• [TASK PROMPT]: Return exactly the span of lines that opens with the line containing "Target: small trimmed tree" and closes with the last line of the data, inclusive.

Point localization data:

- - - -

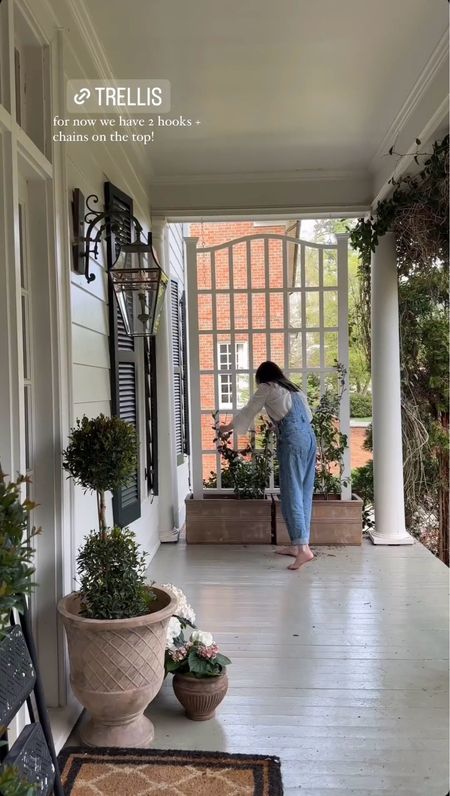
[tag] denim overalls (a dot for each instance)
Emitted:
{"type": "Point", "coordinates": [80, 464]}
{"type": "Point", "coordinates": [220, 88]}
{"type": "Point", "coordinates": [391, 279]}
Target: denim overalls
{"type": "Point", "coordinates": [297, 461]}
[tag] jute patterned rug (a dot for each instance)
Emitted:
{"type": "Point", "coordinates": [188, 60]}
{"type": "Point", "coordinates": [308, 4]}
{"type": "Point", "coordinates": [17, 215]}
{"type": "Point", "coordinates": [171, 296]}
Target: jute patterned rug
{"type": "Point", "coordinates": [146, 772]}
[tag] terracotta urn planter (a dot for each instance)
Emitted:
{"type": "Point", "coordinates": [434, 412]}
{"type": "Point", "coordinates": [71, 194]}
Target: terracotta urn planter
{"type": "Point", "coordinates": [116, 669]}
{"type": "Point", "coordinates": [200, 696]}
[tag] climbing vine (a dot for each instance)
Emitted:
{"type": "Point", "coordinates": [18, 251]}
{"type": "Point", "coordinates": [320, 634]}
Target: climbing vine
{"type": "Point", "coordinates": [417, 212]}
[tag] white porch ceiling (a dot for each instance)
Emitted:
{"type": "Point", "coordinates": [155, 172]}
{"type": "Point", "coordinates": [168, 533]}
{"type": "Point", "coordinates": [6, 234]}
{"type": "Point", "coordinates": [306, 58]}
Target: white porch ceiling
{"type": "Point", "coordinates": [285, 90]}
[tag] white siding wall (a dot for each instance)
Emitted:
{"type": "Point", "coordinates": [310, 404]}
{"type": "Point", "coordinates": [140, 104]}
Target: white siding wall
{"type": "Point", "coordinates": [71, 320]}
{"type": "Point", "coordinates": [90, 352]}
{"type": "Point", "coordinates": [176, 257]}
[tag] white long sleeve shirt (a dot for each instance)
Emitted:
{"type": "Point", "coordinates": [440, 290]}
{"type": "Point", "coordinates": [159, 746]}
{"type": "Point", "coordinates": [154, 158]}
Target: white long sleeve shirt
{"type": "Point", "coordinates": [275, 399]}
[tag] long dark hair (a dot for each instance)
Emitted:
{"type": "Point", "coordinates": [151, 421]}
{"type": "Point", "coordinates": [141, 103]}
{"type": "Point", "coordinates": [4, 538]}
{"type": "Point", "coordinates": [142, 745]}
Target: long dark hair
{"type": "Point", "coordinates": [269, 371]}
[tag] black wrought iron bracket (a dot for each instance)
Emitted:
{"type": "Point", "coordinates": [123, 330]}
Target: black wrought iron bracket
{"type": "Point", "coordinates": [100, 224]}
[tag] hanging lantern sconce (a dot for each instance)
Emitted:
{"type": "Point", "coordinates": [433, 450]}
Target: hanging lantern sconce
{"type": "Point", "coordinates": [138, 281]}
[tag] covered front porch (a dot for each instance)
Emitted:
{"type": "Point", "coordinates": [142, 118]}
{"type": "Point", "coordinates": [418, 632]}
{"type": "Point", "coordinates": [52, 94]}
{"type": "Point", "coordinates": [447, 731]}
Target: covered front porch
{"type": "Point", "coordinates": [341, 672]}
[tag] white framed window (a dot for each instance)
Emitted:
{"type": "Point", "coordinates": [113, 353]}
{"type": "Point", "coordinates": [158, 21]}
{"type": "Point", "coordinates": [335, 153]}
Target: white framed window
{"type": "Point", "coordinates": [226, 363]}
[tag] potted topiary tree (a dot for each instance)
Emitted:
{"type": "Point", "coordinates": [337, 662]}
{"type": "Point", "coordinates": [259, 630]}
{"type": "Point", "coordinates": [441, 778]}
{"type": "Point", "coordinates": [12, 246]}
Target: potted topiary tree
{"type": "Point", "coordinates": [16, 568]}
{"type": "Point", "coordinates": [116, 624]}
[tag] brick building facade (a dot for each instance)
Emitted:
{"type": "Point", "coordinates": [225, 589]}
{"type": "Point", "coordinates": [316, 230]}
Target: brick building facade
{"type": "Point", "coordinates": [265, 313]}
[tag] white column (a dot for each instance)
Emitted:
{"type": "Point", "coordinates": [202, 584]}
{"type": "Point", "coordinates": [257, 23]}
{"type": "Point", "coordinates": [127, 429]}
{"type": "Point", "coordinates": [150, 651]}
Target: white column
{"type": "Point", "coordinates": [343, 356]}
{"type": "Point", "coordinates": [387, 422]}
{"type": "Point", "coordinates": [167, 468]}
{"type": "Point", "coordinates": [194, 368]}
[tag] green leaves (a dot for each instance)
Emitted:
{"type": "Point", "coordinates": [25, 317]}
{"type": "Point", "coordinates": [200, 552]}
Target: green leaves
{"type": "Point", "coordinates": [112, 576]}
{"type": "Point", "coordinates": [102, 453]}
{"type": "Point", "coordinates": [331, 443]}
{"type": "Point", "coordinates": [13, 784]}
{"type": "Point", "coordinates": [247, 470]}
{"type": "Point", "coordinates": [417, 211]}
{"type": "Point", "coordinates": [16, 553]}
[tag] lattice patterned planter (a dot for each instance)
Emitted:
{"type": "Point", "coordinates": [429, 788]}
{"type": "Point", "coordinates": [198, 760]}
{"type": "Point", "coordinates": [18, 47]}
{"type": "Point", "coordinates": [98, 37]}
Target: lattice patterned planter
{"type": "Point", "coordinates": [226, 520]}
{"type": "Point", "coordinates": [116, 669]}
{"type": "Point", "coordinates": [334, 521]}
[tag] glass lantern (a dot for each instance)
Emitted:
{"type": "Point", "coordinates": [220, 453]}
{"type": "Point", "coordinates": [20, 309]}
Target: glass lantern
{"type": "Point", "coordinates": [139, 285]}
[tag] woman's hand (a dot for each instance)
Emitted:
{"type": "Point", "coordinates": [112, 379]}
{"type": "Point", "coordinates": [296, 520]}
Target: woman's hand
{"type": "Point", "coordinates": [224, 429]}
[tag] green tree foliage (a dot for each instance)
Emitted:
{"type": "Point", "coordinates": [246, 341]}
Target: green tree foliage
{"type": "Point", "coordinates": [101, 456]}
{"type": "Point", "coordinates": [16, 572]}
{"type": "Point", "coordinates": [359, 323]}
{"type": "Point", "coordinates": [16, 552]}
{"type": "Point", "coordinates": [417, 212]}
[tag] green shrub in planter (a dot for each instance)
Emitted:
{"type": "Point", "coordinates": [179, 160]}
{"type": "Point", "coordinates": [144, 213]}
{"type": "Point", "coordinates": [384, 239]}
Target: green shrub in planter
{"type": "Point", "coordinates": [16, 553]}
{"type": "Point", "coordinates": [360, 405]}
{"type": "Point", "coordinates": [102, 456]}
{"type": "Point", "coordinates": [16, 571]}
{"type": "Point", "coordinates": [112, 576]}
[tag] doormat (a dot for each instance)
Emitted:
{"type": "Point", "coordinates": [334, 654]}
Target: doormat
{"type": "Point", "coordinates": [135, 772]}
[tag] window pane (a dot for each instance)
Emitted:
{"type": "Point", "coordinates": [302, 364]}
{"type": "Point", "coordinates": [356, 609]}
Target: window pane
{"type": "Point", "coordinates": [223, 310]}
{"type": "Point", "coordinates": [241, 356]}
{"type": "Point", "coordinates": [313, 349]}
{"type": "Point", "coordinates": [243, 390]}
{"type": "Point", "coordinates": [295, 309]}
{"type": "Point", "coordinates": [204, 272]}
{"type": "Point", "coordinates": [209, 464]}
{"type": "Point", "coordinates": [329, 267]}
{"type": "Point", "coordinates": [205, 311]}
{"type": "Point", "coordinates": [295, 350]}
{"type": "Point", "coordinates": [259, 349]}
{"type": "Point", "coordinates": [240, 265]}
{"type": "Point", "coordinates": [330, 348]}
{"type": "Point", "coordinates": [27, 406]}
{"type": "Point", "coordinates": [312, 309]}
{"type": "Point", "coordinates": [311, 267]}
{"type": "Point", "coordinates": [277, 348]}
{"type": "Point", "coordinates": [208, 433]}
{"type": "Point", "coordinates": [206, 357]}
{"type": "Point", "coordinates": [277, 311]}
{"type": "Point", "coordinates": [259, 320]}
{"type": "Point", "coordinates": [330, 308]}
{"type": "Point", "coordinates": [257, 264]}
{"type": "Point", "coordinates": [240, 311]}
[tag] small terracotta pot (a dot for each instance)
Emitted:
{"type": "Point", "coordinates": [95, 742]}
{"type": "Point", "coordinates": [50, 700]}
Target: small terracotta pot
{"type": "Point", "coordinates": [116, 669]}
{"type": "Point", "coordinates": [200, 696]}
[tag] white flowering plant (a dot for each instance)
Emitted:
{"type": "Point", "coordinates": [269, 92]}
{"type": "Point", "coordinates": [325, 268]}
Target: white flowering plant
{"type": "Point", "coordinates": [199, 657]}
{"type": "Point", "coordinates": [183, 617]}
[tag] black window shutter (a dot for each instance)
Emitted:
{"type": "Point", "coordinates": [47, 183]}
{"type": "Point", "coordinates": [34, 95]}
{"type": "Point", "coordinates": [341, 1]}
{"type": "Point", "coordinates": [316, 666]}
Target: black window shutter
{"type": "Point", "coordinates": [123, 364]}
{"type": "Point", "coordinates": [185, 372]}
{"type": "Point", "coordinates": [151, 417]}
{"type": "Point", "coordinates": [177, 368]}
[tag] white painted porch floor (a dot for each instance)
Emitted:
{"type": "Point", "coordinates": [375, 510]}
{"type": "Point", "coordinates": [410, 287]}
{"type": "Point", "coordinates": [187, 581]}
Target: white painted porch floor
{"type": "Point", "coordinates": [340, 669]}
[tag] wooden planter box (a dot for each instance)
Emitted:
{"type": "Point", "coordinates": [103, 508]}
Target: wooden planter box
{"type": "Point", "coordinates": [226, 520]}
{"type": "Point", "coordinates": [334, 521]}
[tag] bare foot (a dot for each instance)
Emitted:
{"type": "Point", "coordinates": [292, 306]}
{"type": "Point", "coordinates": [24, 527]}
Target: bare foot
{"type": "Point", "coordinates": [302, 558]}
{"type": "Point", "coordinates": [288, 551]}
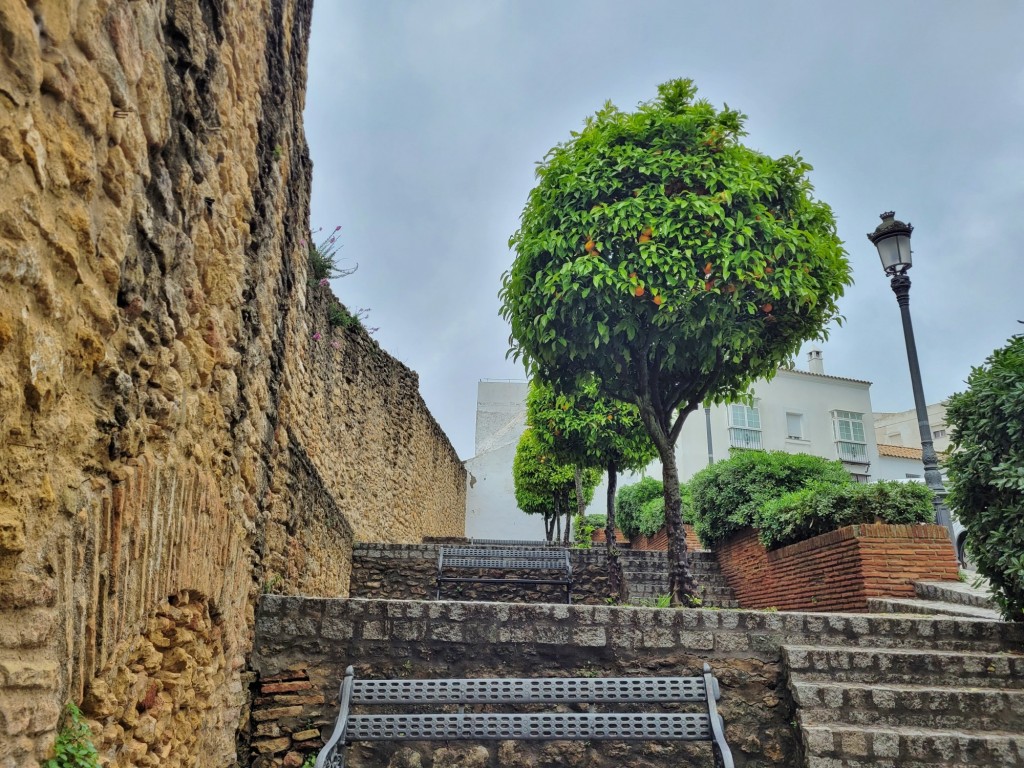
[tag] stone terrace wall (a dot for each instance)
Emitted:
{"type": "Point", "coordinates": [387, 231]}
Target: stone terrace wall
{"type": "Point", "coordinates": [839, 570]}
{"type": "Point", "coordinates": [163, 404]}
{"type": "Point", "coordinates": [304, 645]}
{"type": "Point", "coordinates": [409, 572]}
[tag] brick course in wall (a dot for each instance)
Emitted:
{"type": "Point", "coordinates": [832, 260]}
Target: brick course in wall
{"type": "Point", "coordinates": [837, 570]}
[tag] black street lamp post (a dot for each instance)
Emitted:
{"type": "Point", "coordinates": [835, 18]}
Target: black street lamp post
{"type": "Point", "coordinates": [892, 238]}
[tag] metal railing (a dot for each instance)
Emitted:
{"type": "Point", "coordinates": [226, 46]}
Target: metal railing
{"type": "Point", "coordinates": [744, 438]}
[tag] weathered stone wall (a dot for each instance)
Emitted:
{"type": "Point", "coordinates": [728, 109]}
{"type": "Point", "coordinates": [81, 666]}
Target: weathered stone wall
{"type": "Point", "coordinates": [161, 394]}
{"type": "Point", "coordinates": [307, 643]}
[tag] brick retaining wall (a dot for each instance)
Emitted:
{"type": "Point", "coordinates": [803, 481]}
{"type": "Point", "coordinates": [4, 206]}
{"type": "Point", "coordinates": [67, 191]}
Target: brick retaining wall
{"type": "Point", "coordinates": [837, 570]}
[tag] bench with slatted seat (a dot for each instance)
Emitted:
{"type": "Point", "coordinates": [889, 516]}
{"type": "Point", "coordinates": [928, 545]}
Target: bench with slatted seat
{"type": "Point", "coordinates": [426, 712]}
{"type": "Point", "coordinates": [466, 563]}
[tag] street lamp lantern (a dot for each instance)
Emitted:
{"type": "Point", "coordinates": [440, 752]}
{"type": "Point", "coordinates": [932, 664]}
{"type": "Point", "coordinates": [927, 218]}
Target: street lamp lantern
{"type": "Point", "coordinates": [892, 238]}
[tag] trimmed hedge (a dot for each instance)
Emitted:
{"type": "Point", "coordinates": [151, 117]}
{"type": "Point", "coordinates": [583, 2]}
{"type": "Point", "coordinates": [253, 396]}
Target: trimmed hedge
{"type": "Point", "coordinates": [630, 502]}
{"type": "Point", "coordinates": [728, 495]}
{"type": "Point", "coordinates": [583, 529]}
{"type": "Point", "coordinates": [986, 471]}
{"type": "Point", "coordinates": [822, 507]}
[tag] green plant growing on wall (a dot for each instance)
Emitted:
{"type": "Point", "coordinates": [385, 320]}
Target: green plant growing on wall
{"type": "Point", "coordinates": [821, 507]}
{"type": "Point", "coordinates": [74, 748]}
{"type": "Point", "coordinates": [986, 471]}
{"type": "Point", "coordinates": [324, 260]}
{"type": "Point", "coordinates": [673, 264]}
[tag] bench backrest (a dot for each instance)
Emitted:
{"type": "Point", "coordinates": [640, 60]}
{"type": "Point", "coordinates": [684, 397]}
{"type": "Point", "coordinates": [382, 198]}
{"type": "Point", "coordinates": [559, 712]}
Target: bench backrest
{"type": "Point", "coordinates": [508, 558]}
{"type": "Point", "coordinates": [705, 725]}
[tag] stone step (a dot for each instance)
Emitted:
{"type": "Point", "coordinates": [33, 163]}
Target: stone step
{"type": "Point", "coordinates": [908, 706]}
{"type": "Point", "coordinates": [853, 747]}
{"type": "Point", "coordinates": [929, 607]}
{"type": "Point", "coordinates": [960, 593]}
{"type": "Point", "coordinates": [904, 666]}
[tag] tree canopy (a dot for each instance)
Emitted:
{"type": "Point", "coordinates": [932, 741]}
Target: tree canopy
{"type": "Point", "coordinates": [659, 255]}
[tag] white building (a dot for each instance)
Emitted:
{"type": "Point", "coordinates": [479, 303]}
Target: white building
{"type": "Point", "coordinates": [902, 429]}
{"type": "Point", "coordinates": [806, 412]}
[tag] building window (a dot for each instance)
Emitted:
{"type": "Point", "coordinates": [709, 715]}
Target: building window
{"type": "Point", "coordinates": [744, 427]}
{"type": "Point", "coordinates": [849, 431]}
{"type": "Point", "coordinates": [795, 426]}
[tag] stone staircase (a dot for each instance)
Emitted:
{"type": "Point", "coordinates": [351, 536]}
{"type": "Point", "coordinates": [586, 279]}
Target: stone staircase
{"type": "Point", "coordinates": [911, 706]}
{"type": "Point", "coordinates": [647, 578]}
{"type": "Point", "coordinates": [941, 598]}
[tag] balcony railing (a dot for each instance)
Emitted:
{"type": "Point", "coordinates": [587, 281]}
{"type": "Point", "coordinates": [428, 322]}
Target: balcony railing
{"type": "Point", "coordinates": [852, 452]}
{"type": "Point", "coordinates": [745, 438]}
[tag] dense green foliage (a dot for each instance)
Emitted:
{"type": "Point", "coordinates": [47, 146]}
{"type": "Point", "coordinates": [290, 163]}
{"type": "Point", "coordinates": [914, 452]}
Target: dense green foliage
{"type": "Point", "coordinates": [670, 262]}
{"type": "Point", "coordinates": [630, 502]}
{"type": "Point", "coordinates": [821, 507]}
{"type": "Point", "coordinates": [584, 527]}
{"type": "Point", "coordinates": [544, 485]}
{"type": "Point", "coordinates": [584, 428]}
{"type": "Point", "coordinates": [986, 471]}
{"type": "Point", "coordinates": [728, 495]}
{"type": "Point", "coordinates": [74, 748]}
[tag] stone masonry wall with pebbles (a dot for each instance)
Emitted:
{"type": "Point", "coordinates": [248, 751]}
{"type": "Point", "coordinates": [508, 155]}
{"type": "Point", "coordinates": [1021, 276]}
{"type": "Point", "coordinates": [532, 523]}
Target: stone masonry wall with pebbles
{"type": "Point", "coordinates": [169, 385]}
{"type": "Point", "coordinates": [311, 641]}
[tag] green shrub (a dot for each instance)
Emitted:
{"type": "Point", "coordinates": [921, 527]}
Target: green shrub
{"type": "Point", "coordinates": [74, 747]}
{"type": "Point", "coordinates": [727, 495]}
{"type": "Point", "coordinates": [631, 499]}
{"type": "Point", "coordinates": [651, 516]}
{"type": "Point", "coordinates": [584, 527]}
{"type": "Point", "coordinates": [986, 471]}
{"type": "Point", "coordinates": [821, 507]}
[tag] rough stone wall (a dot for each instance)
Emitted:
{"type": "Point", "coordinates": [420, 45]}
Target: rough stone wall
{"type": "Point", "coordinates": [309, 642]}
{"type": "Point", "coordinates": [158, 377]}
{"type": "Point", "coordinates": [839, 570]}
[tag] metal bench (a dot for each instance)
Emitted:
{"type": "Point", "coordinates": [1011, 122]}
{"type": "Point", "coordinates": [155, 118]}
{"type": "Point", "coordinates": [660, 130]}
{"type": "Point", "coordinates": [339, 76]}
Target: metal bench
{"type": "Point", "coordinates": [454, 561]}
{"type": "Point", "coordinates": [702, 725]}
{"type": "Point", "coordinates": [511, 543]}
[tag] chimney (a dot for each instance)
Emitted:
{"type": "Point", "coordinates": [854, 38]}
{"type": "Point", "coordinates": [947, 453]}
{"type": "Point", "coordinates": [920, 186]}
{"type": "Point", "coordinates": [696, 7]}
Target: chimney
{"type": "Point", "coordinates": [814, 363]}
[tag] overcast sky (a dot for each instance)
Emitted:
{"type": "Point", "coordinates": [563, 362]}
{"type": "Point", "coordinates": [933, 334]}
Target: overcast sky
{"type": "Point", "coordinates": [425, 120]}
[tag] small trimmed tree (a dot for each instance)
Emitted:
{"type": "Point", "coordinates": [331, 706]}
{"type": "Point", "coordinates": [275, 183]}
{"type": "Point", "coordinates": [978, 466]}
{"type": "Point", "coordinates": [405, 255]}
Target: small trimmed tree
{"type": "Point", "coordinates": [659, 255]}
{"type": "Point", "coordinates": [544, 484]}
{"type": "Point", "coordinates": [986, 471]}
{"type": "Point", "coordinates": [592, 431]}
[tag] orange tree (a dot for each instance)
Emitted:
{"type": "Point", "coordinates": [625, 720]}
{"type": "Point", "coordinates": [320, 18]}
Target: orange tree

- - - -

• [ANSWER SECTION]:
Target: small trimmed tree
{"type": "Point", "coordinates": [659, 255]}
{"type": "Point", "coordinates": [544, 484]}
{"type": "Point", "coordinates": [986, 471]}
{"type": "Point", "coordinates": [592, 431]}
[tag] orange tree (a dot for each instance)
Emitted:
{"type": "Point", "coordinates": [625, 720]}
{"type": "Point", "coordinates": [320, 18]}
Target: orange tree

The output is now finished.